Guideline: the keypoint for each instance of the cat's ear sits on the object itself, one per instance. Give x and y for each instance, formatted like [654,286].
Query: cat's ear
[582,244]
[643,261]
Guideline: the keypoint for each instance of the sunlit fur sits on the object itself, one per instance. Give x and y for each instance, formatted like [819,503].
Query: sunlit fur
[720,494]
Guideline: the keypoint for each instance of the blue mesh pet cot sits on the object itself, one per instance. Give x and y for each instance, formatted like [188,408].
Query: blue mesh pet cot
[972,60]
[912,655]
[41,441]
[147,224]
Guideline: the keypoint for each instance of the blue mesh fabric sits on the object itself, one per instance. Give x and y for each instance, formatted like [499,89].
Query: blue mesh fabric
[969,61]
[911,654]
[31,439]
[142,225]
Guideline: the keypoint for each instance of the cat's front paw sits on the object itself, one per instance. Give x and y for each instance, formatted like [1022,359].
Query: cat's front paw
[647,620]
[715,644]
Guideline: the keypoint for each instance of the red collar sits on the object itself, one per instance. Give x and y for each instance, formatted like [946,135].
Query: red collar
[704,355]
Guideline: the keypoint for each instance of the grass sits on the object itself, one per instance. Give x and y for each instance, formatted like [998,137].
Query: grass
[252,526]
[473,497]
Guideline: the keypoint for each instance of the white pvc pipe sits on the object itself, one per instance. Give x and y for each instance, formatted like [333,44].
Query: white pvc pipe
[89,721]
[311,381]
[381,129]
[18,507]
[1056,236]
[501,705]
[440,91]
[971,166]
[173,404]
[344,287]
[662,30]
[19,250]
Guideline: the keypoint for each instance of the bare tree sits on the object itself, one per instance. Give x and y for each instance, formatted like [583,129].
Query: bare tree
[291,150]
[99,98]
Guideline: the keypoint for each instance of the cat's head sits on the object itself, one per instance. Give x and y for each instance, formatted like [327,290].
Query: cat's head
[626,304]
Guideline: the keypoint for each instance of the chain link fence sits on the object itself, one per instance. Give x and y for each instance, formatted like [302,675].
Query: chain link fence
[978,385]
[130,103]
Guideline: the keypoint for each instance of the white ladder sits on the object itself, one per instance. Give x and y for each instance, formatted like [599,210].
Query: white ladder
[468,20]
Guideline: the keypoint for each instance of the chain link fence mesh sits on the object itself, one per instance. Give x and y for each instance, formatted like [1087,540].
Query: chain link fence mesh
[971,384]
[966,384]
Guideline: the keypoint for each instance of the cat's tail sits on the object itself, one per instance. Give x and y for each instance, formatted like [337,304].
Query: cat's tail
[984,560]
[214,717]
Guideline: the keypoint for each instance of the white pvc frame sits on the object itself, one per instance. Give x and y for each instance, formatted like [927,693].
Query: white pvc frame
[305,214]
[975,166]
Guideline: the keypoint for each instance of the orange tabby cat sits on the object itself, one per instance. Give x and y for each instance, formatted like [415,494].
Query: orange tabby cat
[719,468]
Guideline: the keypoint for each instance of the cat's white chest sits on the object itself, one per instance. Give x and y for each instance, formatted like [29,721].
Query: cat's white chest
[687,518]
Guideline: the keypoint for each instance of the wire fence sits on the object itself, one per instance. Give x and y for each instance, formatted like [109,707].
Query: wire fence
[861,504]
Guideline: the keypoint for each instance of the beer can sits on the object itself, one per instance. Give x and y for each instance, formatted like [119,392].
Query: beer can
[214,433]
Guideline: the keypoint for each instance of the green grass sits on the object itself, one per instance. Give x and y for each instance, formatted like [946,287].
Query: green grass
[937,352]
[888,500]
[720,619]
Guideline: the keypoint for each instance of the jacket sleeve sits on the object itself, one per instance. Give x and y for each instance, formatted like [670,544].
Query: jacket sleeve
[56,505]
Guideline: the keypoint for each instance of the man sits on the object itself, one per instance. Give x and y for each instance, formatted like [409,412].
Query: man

************

AIM OF THE EXERCISE =>
Resize the listing from the line with "Guideline: the keypoint for each instance of the jacket" up to and including its last line. Repeat every line, requests included, and multiply only the x and y coordinates in the answers by 0.45, rounding to whole numbers with halves going up.

SOLUTION TO THIS EXERCISE =>
Guideline: the keypoint for each instance of the jacket sleeve sits on the object itself, one per instance. Give x and y for each instance, formatted like [670,544].
Query: jacket sleeve
[25,227]
Guideline: the keypoint for each instance of the man sits on the object itself, one per instance. Give x and y for each instance, formatted like [409,412].
Query: man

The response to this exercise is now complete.